### SHORT EXERCISE
Copy nothing but the text: repeat each entry exactly and drop the images.

### DATASET EXTRACT

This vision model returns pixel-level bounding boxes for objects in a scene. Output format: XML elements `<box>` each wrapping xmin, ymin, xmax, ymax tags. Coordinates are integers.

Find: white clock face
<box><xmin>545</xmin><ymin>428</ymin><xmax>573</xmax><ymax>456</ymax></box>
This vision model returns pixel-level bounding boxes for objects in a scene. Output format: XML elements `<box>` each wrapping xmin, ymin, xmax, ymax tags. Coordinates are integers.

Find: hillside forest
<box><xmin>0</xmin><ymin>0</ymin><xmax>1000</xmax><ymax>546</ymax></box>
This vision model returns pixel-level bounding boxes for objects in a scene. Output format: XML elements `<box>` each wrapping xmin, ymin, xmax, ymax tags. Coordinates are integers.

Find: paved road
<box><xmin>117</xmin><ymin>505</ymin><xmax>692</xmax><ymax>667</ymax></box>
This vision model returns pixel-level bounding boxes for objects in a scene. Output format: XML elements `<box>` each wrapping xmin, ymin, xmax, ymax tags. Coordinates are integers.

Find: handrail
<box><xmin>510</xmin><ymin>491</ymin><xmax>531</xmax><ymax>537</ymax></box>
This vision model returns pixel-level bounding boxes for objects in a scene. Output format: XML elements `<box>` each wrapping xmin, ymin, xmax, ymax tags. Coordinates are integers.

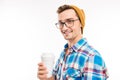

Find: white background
<box><xmin>0</xmin><ymin>0</ymin><xmax>120</xmax><ymax>80</ymax></box>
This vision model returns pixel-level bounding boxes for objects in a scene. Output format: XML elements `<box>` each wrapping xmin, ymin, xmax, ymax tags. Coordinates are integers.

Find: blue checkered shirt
<box><xmin>53</xmin><ymin>38</ymin><xmax>108</xmax><ymax>80</ymax></box>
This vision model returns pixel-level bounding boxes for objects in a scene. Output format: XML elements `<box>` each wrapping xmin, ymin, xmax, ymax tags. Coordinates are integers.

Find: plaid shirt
<box><xmin>53</xmin><ymin>38</ymin><xmax>108</xmax><ymax>80</ymax></box>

### EXPECTED ANSWER
This vision model returns pixel-level bounding boxes for objects in a scene. Output format: XML elements `<box>` each wrapping xmin, ymin, xmax, ymax tags. Coordinates are integers.

Find: white clock face
<box><xmin>545</xmin><ymin>428</ymin><xmax>573</xmax><ymax>456</ymax></box>
This vision model returns pixel-level bounding boxes for objects in a scene. Output format: XML elements `<box>` each wrapping xmin, ymin, xmax, ymax tags. Coordinates are integers.

Find: hillside forest
<box><xmin>0</xmin><ymin>0</ymin><xmax>1000</xmax><ymax>546</ymax></box>
This vision model returns pixel-level bounding boxes for objects in a scene. Output format: XML elements `<box>` each wrapping xmin, ymin, xmax, ymax tags. Coordinates are integers.

Find: paved road
<box><xmin>117</xmin><ymin>505</ymin><xmax>692</xmax><ymax>667</ymax></box>
This vision model returns pixel-level bounding boxes for objects in a scene. Output format: XML elements `<box>` each wrapping xmin, ymin, xmax, ymax tags. Coordinates are integers.

Find: handrail
<box><xmin>510</xmin><ymin>491</ymin><xmax>531</xmax><ymax>537</ymax></box>
This vision model returns pixel-level bounding boxes for objects in a scene. Output format: XML elements `<box>` each wrapping xmin, ymin, xmax, ymax tags. Coordinates are integers.


Find: white background
<box><xmin>0</xmin><ymin>0</ymin><xmax>120</xmax><ymax>80</ymax></box>
This vision model returns pixel-level bounding boxes for objects in a scene. Output format: XML elements `<box>` each wrapping xmin, ymin, xmax, ymax tags. Coordinates are integers.

Find: blue checkered shirt
<box><xmin>53</xmin><ymin>38</ymin><xmax>108</xmax><ymax>80</ymax></box>
This vision model returns pixel-level bounding boxes for objects in a scene. Output format: XML elements `<box>` each wrapping xmin, ymin, xmax, ymax tags. Coordinates are integers.

Find: plaid shirt
<box><xmin>53</xmin><ymin>38</ymin><xmax>108</xmax><ymax>80</ymax></box>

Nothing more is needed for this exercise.